Would you please write out each entry that follows, exactly as written?

[Recorded data]
◆ ◆ ◆ ◆
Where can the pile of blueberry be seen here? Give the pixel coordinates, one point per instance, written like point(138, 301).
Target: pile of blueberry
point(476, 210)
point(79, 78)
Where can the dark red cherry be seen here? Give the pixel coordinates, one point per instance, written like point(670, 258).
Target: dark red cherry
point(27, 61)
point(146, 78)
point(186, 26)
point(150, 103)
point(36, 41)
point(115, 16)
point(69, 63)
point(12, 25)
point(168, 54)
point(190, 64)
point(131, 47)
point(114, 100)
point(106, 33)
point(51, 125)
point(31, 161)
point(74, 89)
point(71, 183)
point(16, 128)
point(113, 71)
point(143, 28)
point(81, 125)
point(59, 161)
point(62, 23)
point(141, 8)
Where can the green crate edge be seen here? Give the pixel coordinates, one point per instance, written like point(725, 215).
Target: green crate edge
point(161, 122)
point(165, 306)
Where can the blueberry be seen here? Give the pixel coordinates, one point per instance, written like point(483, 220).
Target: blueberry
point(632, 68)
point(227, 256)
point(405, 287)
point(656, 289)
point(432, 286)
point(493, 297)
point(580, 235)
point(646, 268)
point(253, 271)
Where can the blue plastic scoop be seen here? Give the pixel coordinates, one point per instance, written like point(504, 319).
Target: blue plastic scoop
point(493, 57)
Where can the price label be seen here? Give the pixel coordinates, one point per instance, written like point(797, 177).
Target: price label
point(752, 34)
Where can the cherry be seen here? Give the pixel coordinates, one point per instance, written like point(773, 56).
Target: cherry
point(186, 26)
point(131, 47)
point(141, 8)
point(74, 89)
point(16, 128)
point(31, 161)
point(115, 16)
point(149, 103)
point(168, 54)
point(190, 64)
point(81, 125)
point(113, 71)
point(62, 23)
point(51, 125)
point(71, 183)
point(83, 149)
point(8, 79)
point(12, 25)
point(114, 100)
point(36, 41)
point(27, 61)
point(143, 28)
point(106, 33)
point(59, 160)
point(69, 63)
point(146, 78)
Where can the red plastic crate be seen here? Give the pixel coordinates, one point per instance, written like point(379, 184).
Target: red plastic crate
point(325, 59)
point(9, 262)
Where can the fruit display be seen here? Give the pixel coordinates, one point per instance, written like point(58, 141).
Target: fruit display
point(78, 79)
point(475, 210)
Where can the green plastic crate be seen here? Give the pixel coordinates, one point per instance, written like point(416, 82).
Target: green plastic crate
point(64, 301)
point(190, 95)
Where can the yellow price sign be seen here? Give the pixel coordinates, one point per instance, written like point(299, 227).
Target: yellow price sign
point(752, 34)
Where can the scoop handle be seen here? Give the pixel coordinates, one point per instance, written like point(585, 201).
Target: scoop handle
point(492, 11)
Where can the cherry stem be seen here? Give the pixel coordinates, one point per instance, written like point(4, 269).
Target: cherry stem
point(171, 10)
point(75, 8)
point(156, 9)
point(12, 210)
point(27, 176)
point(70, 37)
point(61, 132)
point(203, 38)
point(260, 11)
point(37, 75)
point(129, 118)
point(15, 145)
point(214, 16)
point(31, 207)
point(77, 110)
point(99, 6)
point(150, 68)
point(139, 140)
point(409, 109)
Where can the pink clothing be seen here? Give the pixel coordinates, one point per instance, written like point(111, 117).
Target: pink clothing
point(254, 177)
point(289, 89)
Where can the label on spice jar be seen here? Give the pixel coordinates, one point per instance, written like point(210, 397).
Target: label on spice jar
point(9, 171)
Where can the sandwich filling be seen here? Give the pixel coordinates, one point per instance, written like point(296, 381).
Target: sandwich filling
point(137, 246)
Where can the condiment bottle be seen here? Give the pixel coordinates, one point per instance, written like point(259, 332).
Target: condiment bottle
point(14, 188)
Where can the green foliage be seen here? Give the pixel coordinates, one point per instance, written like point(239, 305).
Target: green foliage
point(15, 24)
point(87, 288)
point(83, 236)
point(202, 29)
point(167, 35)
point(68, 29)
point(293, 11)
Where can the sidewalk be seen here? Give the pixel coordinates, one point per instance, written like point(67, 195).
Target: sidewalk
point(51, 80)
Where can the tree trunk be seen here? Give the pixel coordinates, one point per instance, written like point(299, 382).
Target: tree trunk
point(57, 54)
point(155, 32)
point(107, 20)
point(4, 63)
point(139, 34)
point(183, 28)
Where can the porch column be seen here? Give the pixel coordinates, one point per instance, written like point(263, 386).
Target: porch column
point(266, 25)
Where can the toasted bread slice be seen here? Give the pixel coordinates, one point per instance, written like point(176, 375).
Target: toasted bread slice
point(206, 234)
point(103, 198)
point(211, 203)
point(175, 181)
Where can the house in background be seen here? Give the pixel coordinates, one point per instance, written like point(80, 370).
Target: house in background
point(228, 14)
◆ ◆ ◆ ◆
Response to the task:
Where can the pile of blueberry be seen here? Give the pixel coordinates, one point per instance, written like point(138, 301).
Target: pile of blueberry
point(476, 210)
point(79, 78)
Where can the dark red cherry be seen here? Give the pixel coordinates, one point per instance, written like point(670, 258).
Target: dark red cherry
point(27, 61)
point(146, 78)
point(186, 26)
point(150, 103)
point(36, 41)
point(115, 16)
point(69, 63)
point(12, 25)
point(168, 54)
point(190, 64)
point(131, 47)
point(114, 100)
point(106, 33)
point(51, 125)
point(31, 161)
point(74, 89)
point(71, 183)
point(16, 128)
point(113, 71)
point(143, 28)
point(81, 125)
point(59, 161)
point(62, 23)
point(141, 8)
Where can the green crate edge be seen here? Give the pixel coordinates, one point per instance, written like point(725, 215).
Target: green crate edge
point(161, 122)
point(165, 306)
Where can the blueberry be seen here? Give the pixel coordinates, one point per instance, written like point(483, 220).
Target: blueberry
point(632, 68)
point(227, 256)
point(405, 287)
point(656, 289)
point(432, 286)
point(493, 297)
point(580, 235)
point(646, 268)
point(253, 271)
Where can the blue plastic scoop be seen here? Give the pixel coordinates, one point per instance, written like point(504, 319).
Target: blue plastic scoop
point(493, 57)
Where can the price label be seen here? Give the pixel coordinates, one point per instance, written like point(797, 177).
Target: price label
point(752, 34)
Where can the cherry be seen here? Give the pixel coordinates, one point per instance, written like point(773, 56).
Target: cherry
point(186, 26)
point(131, 47)
point(141, 8)
point(74, 89)
point(16, 128)
point(31, 161)
point(115, 16)
point(149, 103)
point(168, 54)
point(190, 64)
point(81, 125)
point(113, 71)
point(62, 23)
point(51, 125)
point(71, 183)
point(83, 149)
point(8, 79)
point(12, 25)
point(114, 100)
point(36, 41)
point(27, 61)
point(143, 28)
point(106, 33)
point(59, 160)
point(69, 63)
point(146, 78)
Where can the red plastic crate be seen here? Give the pixel coordinates, one point per instance, written like point(379, 184).
Target: red plastic crate
point(325, 59)
point(9, 262)
Where can the fruit display be seen here? Give the pixel coordinates, one point per instance, written like point(58, 141).
Target: fruit display
point(78, 79)
point(475, 210)
Where can the green plastic crate be seen here? Give the pixel coordinates, one point per instance, written like point(416, 82).
Target: green plastic crate
point(64, 301)
point(190, 95)
Where can the yellow price sign be seen here? Give the pixel coordinates, one point per instance, written like point(299, 227).
Target: yellow price sign
point(752, 34)
Where can the scoop handle be seen here? Give the pixel coordinates, one point per instance, written like point(585, 201).
Target: scoop handle
point(492, 11)
Where can the cherry stem be seen here? Give the pixel coordinates, one point per instance, written like point(4, 269).
Target: cherry stem
point(171, 10)
point(75, 8)
point(156, 9)
point(12, 210)
point(27, 176)
point(70, 37)
point(61, 132)
point(203, 38)
point(260, 11)
point(37, 75)
point(129, 118)
point(15, 145)
point(214, 16)
point(31, 207)
point(77, 110)
point(99, 6)
point(150, 68)
point(139, 140)
point(409, 109)
Where can the pink clothing be seen here? Give the pixel coordinates, one point per instance, written like point(111, 117).
Target: pink clothing
point(254, 177)
point(289, 89)
Where can the label on spice jar be seen here? Give the pixel coordinates, one point per instance, written like point(210, 397).
Target: label on spice jar
point(9, 171)
Where can the sandwich filling be seen here? Give the pixel coordinates, one point per instance, written like point(296, 381).
Target: sandwich filling
point(137, 246)
Where can the condiment bottle be seen here? Give the pixel coordinates, one point per instance, written like point(259, 332).
Target: condiment bottle
point(14, 188)
Where can the green foliage be seen here? Give the pixel coordinates, one point per instance, written like point(239, 305).
Target: green foliage
point(15, 24)
point(87, 288)
point(83, 236)
point(202, 29)
point(167, 35)
point(68, 29)
point(293, 11)
Where can the sidewalk be seen here? Give the pixel coordinates, one point per instance, written like point(67, 195).
Target: sidewalk
point(51, 80)
Where can the tree trunk be seen here? Give the pixel coordinates, one point per instance, written like point(299, 382).
Target: tree trunk
point(57, 54)
point(155, 32)
point(107, 20)
point(4, 63)
point(139, 34)
point(183, 28)
Where can the porch column be seen here? Give the pixel coordinates, one point per instance, written like point(263, 386).
Target: porch column
point(266, 25)
Where can the toasted bread slice be seen here? Give the pixel coordinates, one point per instance, written like point(176, 375).
Target: toasted bread slice
point(206, 234)
point(103, 198)
point(211, 203)
point(175, 181)
Where can the house in background be seen here? Give the pixel coordinates, one point per instance, written like point(80, 370).
Target: house in background
point(228, 14)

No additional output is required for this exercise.